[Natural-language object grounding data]

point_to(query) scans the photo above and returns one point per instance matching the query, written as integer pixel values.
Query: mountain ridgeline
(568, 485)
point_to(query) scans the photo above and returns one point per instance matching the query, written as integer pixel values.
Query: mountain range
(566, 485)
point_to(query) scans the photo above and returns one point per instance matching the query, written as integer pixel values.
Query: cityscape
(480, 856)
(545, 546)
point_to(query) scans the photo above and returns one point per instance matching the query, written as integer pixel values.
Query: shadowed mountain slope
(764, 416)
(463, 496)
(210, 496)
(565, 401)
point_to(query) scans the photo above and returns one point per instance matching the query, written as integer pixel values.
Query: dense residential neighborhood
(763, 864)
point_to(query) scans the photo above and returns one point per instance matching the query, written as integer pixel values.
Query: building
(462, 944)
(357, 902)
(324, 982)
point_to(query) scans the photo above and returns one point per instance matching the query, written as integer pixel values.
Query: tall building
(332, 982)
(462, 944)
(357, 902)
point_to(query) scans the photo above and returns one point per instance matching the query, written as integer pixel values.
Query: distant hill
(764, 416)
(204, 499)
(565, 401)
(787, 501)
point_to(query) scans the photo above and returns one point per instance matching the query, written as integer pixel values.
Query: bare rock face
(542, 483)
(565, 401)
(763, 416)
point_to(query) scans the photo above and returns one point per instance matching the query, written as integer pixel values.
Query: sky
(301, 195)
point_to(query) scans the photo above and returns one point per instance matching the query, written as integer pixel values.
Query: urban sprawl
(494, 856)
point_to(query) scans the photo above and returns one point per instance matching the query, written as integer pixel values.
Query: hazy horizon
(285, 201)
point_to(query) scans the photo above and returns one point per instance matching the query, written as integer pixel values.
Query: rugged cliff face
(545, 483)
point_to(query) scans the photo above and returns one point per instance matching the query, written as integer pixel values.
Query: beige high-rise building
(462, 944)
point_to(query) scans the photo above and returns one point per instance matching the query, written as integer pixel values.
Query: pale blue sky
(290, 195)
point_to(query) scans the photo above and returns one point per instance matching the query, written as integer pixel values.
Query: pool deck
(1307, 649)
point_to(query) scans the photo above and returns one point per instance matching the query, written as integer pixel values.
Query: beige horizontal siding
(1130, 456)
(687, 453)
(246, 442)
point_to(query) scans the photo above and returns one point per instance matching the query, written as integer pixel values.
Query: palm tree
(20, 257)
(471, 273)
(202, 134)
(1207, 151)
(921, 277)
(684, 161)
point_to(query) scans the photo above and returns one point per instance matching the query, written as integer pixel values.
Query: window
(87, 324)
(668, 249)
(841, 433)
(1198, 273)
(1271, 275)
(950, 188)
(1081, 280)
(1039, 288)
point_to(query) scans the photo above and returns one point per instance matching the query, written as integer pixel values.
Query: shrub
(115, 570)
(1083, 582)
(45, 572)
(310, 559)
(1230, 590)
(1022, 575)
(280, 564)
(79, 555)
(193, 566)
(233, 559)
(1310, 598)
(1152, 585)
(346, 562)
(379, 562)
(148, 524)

▶ [WHAT TO DO]
Each record is to be transcribed exactly and in full.

▶ [SOLUTION TO THE PROBLEM]
point_to(query) scans the photo above and returns one point per instance matching the query, written as integer pixel values.
Query: mountain ridgeline
(568, 485)
point_to(query) scans the photo above and returns one point per instance matching the query, written as integer pixel values.
Query: mountain range
(566, 485)
point_to(query) scans the photo above and returns one point per instance matching the query, written as integer pixel values.
Query: cityscape
(480, 856)
(545, 546)
point_to(query) scans the photo above and returns one point per instance matching the query, written as integer pixel values.
Query: shadowed mountain slope
(764, 416)
(463, 496)
(210, 496)
(565, 401)
point_to(query) scans the photo above and returns one point per instance matching the query, written as integer pixel values.
Query: dense residential neighborhood
(763, 864)
point_to(query) scans the photo above and returns one point per instance matching the query, written as integer pixel values.
Query: building
(462, 944)
(357, 902)
(324, 982)
point_to(query) scans the photo above and returns one point per instance matching the query, written as integer pixel values.
Query: tall building
(332, 982)
(462, 944)
(357, 902)
point_to(query) scans the photo above and returns one point per instance matching the query, written as integer pixel values.
Query: distant hill
(764, 416)
(204, 499)
(565, 401)
(787, 501)
point_to(query) scans the photo above and returns one point per instance matching the query, written as integer pixel values.
Query: bare rock face
(542, 483)
(565, 401)
(763, 416)
point_to(query) scans the photo above and returns one point per instance matching the query, written as integer pixel values.
Query: sky
(301, 195)
point_to(query) scans the photo above and returns one point per instance matching the query, written as integer pixel values.
Query: urban sprawl
(494, 856)
point_to(query) scans the photo above and returns one point per instance matching the query, written as integer pixel values.
Query: hazy horizon
(285, 201)
point_to(query) scans the photo above and returns one point per instance matching the query, written as integer pixel values.
Query: rugged cliff face
(545, 483)
point_to(query) scans the photo above and returns one point per instance matching the query, written as integer pixel values.
Query: beige high-rise building
(462, 944)
point_to(query) scans the photo above and returns one point per instance matching the query, written as integer pixel values.
Query: pale blue sky
(290, 195)
point_to(query) scans the photo above and returns one point per instance matching the query, written as integer pixel values.
Query: pool deck
(1307, 649)
point_to(query) scans the photo above and returns one point per instance matching the query, written as integer pixel values.
Query: beige horizontal siding
(1130, 456)
(687, 453)
(246, 442)
point_to(query) scans the photo above and returns one point per instance matching the query, written as integer pixel values.
Query: palm tree
(20, 257)
(471, 273)
(202, 134)
(1207, 151)
(921, 277)
(684, 161)
point_to(query) scans the photo above and returns one point per instance matching the query, written as integer pixel values.
Query: window
(87, 324)
(668, 249)
(841, 433)
(1198, 273)
(1271, 275)
(950, 188)
(1081, 280)
(1039, 288)
point_to(query) scans the photo above and returns one point per instance matching the query, written as integer pixel values.
Query: shrub
(115, 570)
(1083, 582)
(45, 572)
(310, 559)
(1230, 590)
(1022, 575)
(280, 564)
(79, 555)
(193, 566)
(233, 559)
(1310, 598)
(1152, 585)
(346, 562)
(379, 562)
(148, 524)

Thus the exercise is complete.